The records —

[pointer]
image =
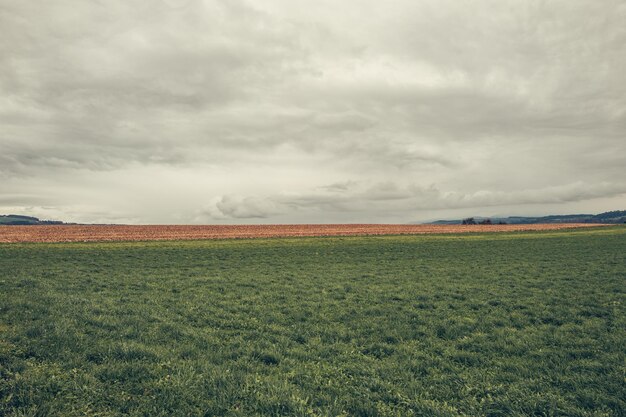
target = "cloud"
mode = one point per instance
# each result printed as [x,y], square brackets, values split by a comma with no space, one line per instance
[263,110]
[379,198]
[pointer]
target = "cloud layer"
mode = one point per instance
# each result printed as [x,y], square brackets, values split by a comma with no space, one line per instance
[184,111]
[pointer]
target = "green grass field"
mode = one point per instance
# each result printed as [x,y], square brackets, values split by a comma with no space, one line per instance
[509,324]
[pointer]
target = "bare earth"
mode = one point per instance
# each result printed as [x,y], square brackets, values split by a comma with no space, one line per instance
[100,233]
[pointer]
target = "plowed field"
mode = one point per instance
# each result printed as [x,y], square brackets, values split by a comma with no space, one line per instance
[97,233]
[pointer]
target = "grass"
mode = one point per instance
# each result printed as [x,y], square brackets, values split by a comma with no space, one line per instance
[509,324]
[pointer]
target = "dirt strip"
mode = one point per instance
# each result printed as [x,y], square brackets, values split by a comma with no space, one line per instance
[103,233]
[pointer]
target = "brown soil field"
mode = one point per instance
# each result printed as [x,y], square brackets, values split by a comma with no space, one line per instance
[104,233]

Instruction — Extract each line of the records above that contains the word "grass", copying every such line in full and in its original order.

Response to this exercise —
target = "green grass field"
target = "grass"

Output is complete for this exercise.